AN OLDTIMER REMEMBERS

-- Who is going to be the next OLDTIMER?

By Uncle Abdul

It was quite a nostalgia trip for me during Cleo and Fakir's excellent BDSM history presentation in June. Many of the images shown on the screen and on the tube brought back personal remembrances of people, places, and events. I would also have to give equal kudos to the audience. Based on the experience of many who remember their school days when history was made less interesting than pocket lint, the large size and interest of that night's audience was encouraging.

History is a funny animal. While it is a rigorous discipline that sometimes drive grad students batty, it is still basically a way of finding out about and telling a story.

History is also full of currents and eddies. While the understanding of the general trends can be derived from reviewing the main currents, it is the little eddies that gives us the full richness of a historical picture. As an example, the main events of World War II can be understood by reviewing the significant battles, but you get a better sense of the world at that time by also studying the reasons for and intrigues within neutral countries like Spain, Switzerland, and the Vatican.

But why study history in the first place? Certainly in the course of current events, what happens in the BDSM community barely ranks a footnote--unless it's related to some George W. Bush scandal (like branding initiates at his college fraternity, for example). But for those of us who are part of the scene, understanding its history may take on more importance than the larger picture of current events.

But why specifically? Well, we can always drag out Santana's, "If you don't learn from history, you're doomed to repeat it," thingie, but I feel there's more.

I'm not going to place myself in the same league as the eminent BDSM historians such as Rubin, Truscott, and Hawley, but I share my remembrances as the OLDTIMER for the following four reasons:

1) I want to share the richness of our history

2) I want to show that things like the current e-mail list discussion topics that sometimes erupt into flame wars are not new

3) To show the origins and their current incarnations of the traditions that I see as the hallmarks of this community

4) As was done during the ancient Roman triumphal parades, I want to be the guy in the chariot standing next to the hero holding the olive wreath above his head and repeating, "You are just a man." To put it in current scene vernacular, "...to combat 'Top's Disease.'"
━━━━━━
■ What to work on: Can you transcribe the Oldtimer column word for word, starting at "-- Who is going" and ending at "telling a story."?

■ Stored data:
━━━━━━
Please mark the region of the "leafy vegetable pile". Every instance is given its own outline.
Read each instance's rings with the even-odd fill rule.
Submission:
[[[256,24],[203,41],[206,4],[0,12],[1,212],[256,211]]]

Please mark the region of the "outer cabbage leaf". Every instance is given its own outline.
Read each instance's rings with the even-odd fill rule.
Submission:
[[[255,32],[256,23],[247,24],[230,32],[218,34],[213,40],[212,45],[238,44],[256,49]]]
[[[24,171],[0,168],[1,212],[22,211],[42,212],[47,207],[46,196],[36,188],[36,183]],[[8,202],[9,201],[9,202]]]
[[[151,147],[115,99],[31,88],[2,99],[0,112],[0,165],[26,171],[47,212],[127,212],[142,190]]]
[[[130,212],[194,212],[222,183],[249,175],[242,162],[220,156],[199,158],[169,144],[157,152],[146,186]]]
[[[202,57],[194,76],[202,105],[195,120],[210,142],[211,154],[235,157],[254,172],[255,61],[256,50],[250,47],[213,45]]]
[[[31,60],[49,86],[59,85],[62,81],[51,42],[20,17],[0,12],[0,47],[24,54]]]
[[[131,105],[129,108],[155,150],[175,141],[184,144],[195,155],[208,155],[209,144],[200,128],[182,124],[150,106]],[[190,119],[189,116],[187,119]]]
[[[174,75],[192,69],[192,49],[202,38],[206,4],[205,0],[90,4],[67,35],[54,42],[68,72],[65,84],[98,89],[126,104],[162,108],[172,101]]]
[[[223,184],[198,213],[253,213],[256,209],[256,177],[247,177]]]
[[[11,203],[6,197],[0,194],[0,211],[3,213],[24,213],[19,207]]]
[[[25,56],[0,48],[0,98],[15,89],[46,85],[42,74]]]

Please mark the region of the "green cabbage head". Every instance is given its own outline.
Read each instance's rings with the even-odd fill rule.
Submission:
━━━━━━
■ Reply:
-- Who is going to be the next OLDTIMER?

By Uncle Abdul

It was quite a nostalgia trip for me during Cleo and Fakir's excellent BDSM history presentation in June. Many of the images shown on the screen and on the tube brought back personal remembrances of people, places, and events. I would also have to give equal kudos to the audience. Based on the experience of many who remember their school days when history was made less interesting than pocket lint, the large size and interest of that night's audience was encouraging.

History is a funny animal. While it is a rigorous discipline that sometimes drive grad students batty, it is still basically a way of finding out about and telling a story.